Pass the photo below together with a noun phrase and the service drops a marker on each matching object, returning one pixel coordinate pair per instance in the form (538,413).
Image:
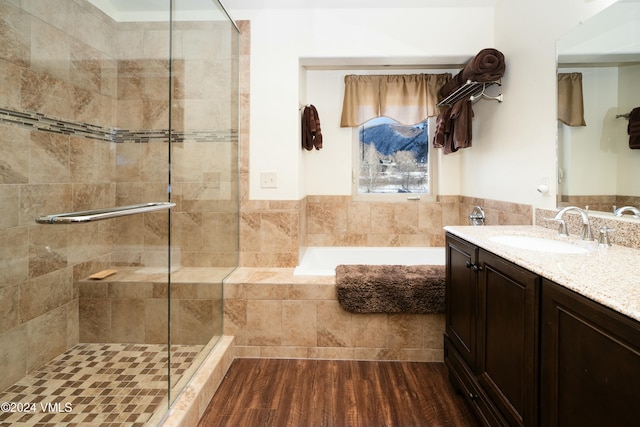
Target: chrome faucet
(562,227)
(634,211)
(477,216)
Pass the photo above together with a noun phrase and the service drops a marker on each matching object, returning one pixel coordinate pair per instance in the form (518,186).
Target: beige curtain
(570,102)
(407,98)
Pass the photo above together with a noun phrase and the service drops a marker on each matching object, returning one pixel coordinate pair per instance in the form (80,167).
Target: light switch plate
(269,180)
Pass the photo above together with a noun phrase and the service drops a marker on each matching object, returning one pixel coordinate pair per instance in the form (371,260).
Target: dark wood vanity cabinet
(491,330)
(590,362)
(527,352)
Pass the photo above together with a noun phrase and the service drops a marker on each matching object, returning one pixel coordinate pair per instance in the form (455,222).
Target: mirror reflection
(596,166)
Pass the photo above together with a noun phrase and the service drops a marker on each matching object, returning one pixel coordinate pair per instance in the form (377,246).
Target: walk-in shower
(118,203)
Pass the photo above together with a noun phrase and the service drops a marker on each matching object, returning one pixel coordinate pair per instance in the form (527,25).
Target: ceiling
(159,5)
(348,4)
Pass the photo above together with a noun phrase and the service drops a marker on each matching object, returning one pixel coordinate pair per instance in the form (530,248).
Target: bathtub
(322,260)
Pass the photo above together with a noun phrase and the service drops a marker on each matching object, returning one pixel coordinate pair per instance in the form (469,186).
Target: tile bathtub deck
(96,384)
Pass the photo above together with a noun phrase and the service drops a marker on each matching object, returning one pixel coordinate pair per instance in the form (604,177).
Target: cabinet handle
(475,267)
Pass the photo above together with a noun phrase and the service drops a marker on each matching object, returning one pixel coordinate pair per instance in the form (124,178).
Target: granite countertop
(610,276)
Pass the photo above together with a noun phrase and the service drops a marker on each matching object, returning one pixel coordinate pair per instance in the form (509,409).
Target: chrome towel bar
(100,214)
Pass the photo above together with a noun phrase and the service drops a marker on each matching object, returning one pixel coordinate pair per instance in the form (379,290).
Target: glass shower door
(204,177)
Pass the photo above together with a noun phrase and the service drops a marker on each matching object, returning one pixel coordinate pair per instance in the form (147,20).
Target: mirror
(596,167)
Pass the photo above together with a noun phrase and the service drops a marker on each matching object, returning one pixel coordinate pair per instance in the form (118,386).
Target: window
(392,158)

::::

Task requirements: Write the listing again exactly, duplicating every line and skipping the pictures.

Reply to the exercise:
Pass the photo below together with a noun phrase and the service drops a marker on each matching object, returning one pixel coordinate pair per instance in the form (538,413).
Image:
Target: chrome faucet
(562,227)
(634,211)
(477,216)
Pass the photo above together with a noun phrase and the service drops a marker on each matching object, returning one pixel coordinate pair per instance in the form (518,186).
Target: beige curtain
(570,102)
(407,98)
Pass the photo above together with a noun phrase and the service drops a marker on each matching object, returning one pixel coordinate pair per instance in the form (80,167).
Target: light switch plate
(269,180)
Pass the photo above together with a noun phrase and the service drops a marker on each matching object, returning one pixel coordinate pair per instance in the form (371,260).
Target: dark wood vanity cabinet
(491,330)
(590,362)
(527,352)
Pass the photo above together with a noun phrase and the service drops a marker on each matching object, returning one pixel coordinate pair per instance in the form (455,222).
Target: mirror reflection
(596,166)
Pass the photo above together with a noun phrase and the service drops a marker on each matching object, returning one pixel coordinate pair per instance in the form (377,246).
Target: walk-in shower
(118,203)
Pass the photo above together with a noun phrase and the service drops a marker on each matching object, returning one pixel coordinate pair per instance in the form (527,25).
Target: ceiling
(159,5)
(348,4)
Pass the photo above together with a noun phrase and the service drops a marker on each matching object, returning one pixel coordinate pair per instance in the form (530,248).
Target: bathtub
(322,260)
Pass the photo above together with a noun phrase and the service drops a marker on each matching object, returning one pixel coordinate pair per instance in the form (469,186).
Target: tile bathtub deck
(96,384)
Pass the photo above together with a noun phrase and the service drops a marker on each matching object, returning one pixel coordinate pair per instance in the form (604,177).
Target: cabinet handle
(475,267)
Pass the photo above together with a noun phrase and the service drops a marker on each matching object, returning one pixel coordinate pair per instance in the form (124,178).
Target: granite countertop
(610,276)
Pass the photo above together with a noun phrase and the service drops a marker on each matching object, returning one pixel coordinate pair per instance in the form (509,409).
Target: chrome towel bar
(100,214)
Pass the photo above together with a noun phrase and the service drops a marker on each matching object, returning one pixel coordinate pair per instance in the form (379,290).
Target: glass shower door
(204,177)
Pass the photo above together with a noun phrase and the service drops a marker on each matching object, returning one pixel coordinate pair per instance in the form (147,20).
Target: mirror
(596,167)
Pass the photo above together with a noun phrase and the service drops a marker on each matching object, returning one pixel coordinate pair per instance in the form (118,386).
Target: window
(392,158)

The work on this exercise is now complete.